**Direction:**
In each of the records below, change "bounding box coordinates" to "pixel coordinates" and leave everything else unchanged.

──────────────────────────────

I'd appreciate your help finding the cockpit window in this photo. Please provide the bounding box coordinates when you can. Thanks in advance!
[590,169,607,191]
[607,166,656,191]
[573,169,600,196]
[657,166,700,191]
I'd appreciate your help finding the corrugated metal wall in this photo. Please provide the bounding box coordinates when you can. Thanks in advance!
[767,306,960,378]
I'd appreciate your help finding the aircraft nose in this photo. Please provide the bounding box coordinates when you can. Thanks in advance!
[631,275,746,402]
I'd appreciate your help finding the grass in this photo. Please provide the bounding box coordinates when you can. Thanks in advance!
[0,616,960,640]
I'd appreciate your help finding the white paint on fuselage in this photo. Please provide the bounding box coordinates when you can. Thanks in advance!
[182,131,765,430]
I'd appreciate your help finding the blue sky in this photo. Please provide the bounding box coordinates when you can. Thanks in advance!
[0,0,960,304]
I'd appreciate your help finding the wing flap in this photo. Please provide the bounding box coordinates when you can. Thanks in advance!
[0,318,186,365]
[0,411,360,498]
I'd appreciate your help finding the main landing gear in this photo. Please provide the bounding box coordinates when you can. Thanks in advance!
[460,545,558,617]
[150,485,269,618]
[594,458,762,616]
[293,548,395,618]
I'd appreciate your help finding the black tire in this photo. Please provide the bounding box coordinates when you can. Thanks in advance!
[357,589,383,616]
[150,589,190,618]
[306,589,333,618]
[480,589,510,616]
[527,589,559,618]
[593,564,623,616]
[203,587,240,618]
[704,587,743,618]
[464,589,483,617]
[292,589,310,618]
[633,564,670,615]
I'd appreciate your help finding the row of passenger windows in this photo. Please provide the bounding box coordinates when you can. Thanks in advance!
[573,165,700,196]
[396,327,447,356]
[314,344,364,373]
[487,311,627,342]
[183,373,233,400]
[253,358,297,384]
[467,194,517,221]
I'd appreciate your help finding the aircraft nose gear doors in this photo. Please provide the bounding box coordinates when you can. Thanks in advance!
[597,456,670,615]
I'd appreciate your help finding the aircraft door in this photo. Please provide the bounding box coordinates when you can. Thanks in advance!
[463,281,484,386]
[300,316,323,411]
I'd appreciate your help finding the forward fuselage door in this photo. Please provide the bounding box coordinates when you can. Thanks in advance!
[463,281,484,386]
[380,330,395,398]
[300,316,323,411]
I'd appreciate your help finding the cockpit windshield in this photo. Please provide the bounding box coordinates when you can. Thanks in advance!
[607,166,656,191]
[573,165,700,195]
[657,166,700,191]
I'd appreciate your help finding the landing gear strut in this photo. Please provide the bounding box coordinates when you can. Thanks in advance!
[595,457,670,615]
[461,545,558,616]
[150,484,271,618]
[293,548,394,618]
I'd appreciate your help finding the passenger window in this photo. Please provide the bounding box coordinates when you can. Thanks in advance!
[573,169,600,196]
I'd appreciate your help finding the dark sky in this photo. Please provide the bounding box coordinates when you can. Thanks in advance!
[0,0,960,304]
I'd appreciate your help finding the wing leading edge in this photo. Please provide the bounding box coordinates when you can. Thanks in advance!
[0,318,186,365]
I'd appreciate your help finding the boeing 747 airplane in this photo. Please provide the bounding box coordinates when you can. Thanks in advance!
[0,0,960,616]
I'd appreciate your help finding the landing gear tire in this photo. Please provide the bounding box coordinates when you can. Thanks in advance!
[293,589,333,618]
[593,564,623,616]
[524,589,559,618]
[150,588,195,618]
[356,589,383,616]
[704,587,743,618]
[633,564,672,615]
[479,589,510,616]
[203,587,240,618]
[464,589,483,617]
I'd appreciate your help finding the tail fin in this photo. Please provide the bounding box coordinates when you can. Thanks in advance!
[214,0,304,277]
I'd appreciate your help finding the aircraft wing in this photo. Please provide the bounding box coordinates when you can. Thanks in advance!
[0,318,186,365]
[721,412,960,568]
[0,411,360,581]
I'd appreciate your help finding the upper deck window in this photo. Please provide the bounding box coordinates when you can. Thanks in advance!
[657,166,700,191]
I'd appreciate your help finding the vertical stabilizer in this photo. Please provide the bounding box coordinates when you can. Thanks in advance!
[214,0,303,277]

──────────────────────────────

**Answer for the task:**
I'd appreciate your help finding the cockpit window in this photo. Please provide the pixel coordinates when you can. Thanks in advance!
[590,169,607,191]
[607,166,656,191]
[573,169,600,196]
[657,166,700,191]
I'd appreciate your help finding the corrugated metal wall in this photo. Please provide the pixel coordinates when you can. Thanks in advance!
[767,306,960,378]
I'd appreciate your help finding the aircraft nose in this photo. Please provide the pixel coordinates when you can. Thanks in advance!
[631,275,746,402]
I'd appreciate your help finding the grass in this photo. Please provide the pixel coordinates when you can. Thanks in advance!
[0,616,960,640]
I'd appreciate your help finding the white paint on fuselage in this photo. Please provide the pixel coordinates when you can. Thanks in advance!
[182,131,765,430]
I'd appreciate your help finding the blue sky in this photo. Please provide the pixel coordinates when you can. Thanks in advance!
[0,0,960,304]
I'd appreciate your help finding the wing flap in this photo. Please provide the pixel coordinates when you can. Thanks in advance!
[0,318,186,365]
[0,411,360,498]
I'd appreciate your help finding the main landing gear in this photo. Please provide the pixel coordinates when you can. Thanks in advance!
[460,545,558,617]
[150,485,269,618]
[594,458,762,616]
[293,548,395,618]
I'd appreciate your help finding the black tire in this photo. Please provide the pixel coordinates when you can. Thanks in advance!
[357,589,383,616]
[150,589,190,618]
[306,589,333,618]
[480,589,510,616]
[527,589,559,618]
[593,564,623,616]
[203,587,240,618]
[704,587,743,618]
[464,589,483,617]
[292,589,310,618]
[633,564,670,615]
I'd appreciate your help finding the row of passenger windows in this photo. Please provide the pixel coordinates when you can. Thanks in advance!
[573,165,700,196]
[396,327,447,356]
[314,344,364,373]
[487,311,627,342]
[183,373,233,400]
[253,358,297,384]
[467,194,517,221]
I'd appreciate your help finding the aircraft nose gear doors in this photo. Please provide the pixel coordinates when you can. Thanks in advance!
[597,456,670,615]
I'd appreciate your help finding the aircraft door in this photo. Please provide the pixel coordinates when you can. Thanks in advance!
[463,281,484,386]
[300,316,323,411]
I'd appreciate your help finding the forward fuselage door in this photo. Please provide the pixel coordinates when you can. Thanks in advance!
[463,281,484,386]
[380,330,395,398]
[300,316,323,411]
I'd appreciate your help finding the cockpit windshield in this photo. Please provide the pixel coordinates when you can. Thanks in advance!
[607,166,656,191]
[573,165,700,195]
[657,166,700,191]
I'd appreciate your help finding the landing gear strut in this photo. Please provide the pixel coordinates when you can. Thanks in advance!
[595,457,670,615]
[461,545,558,616]
[150,484,271,618]
[293,548,394,618]
I'd appreciate your help finding the passenger window in this photo. Please provide the pixel coordinates when you can. Thanks in advance!
[573,169,600,196]
I'd appreciate your help finding the dark sky in this photo. Please provide the pixel coordinates when you can. Thanks in advance!
[0,0,960,304]
I'd appreciate your help finding the wing leading edge in this photo. Please provide the pixel coordinates when you can. Thanks in advance!
[0,318,186,365]
I'd appreciate your help finding the boeing 747 airplane in this photo. Please provide the pixel coordinates when you can. Thanks in advance!
[0,0,960,616]
I'd appreciate your help finding the landing gear tire in this photo. Please provide the pixel coordinates when you can. Thanks in advance!
[293,589,333,618]
[593,564,623,616]
[524,589,559,618]
[150,588,195,618]
[356,589,383,616]
[704,587,743,618]
[633,564,672,615]
[479,589,510,616]
[203,587,240,618]
[464,589,483,617]
I'd appreciate your help finding the tail fin in this photo. Please provide the pixel coordinates when you can. Thanks in advance!
[214,0,304,277]
I'd appreciate your help finding the aircraft wing in this photo. Please provide the pixel coordinates when you can. Thanks in advance!
[0,318,186,365]
[721,412,960,568]
[0,411,360,581]
I'd appreciate your help finding the upper deck window in this photo. Please provide the pixel coordinates when you can. Thanks in advance!
[657,166,700,191]
I'd appreciate your help finding the vertical stabilizer in this photo. Please provide the pixel coordinates when you can. Thanks in advance!
[214,0,303,277]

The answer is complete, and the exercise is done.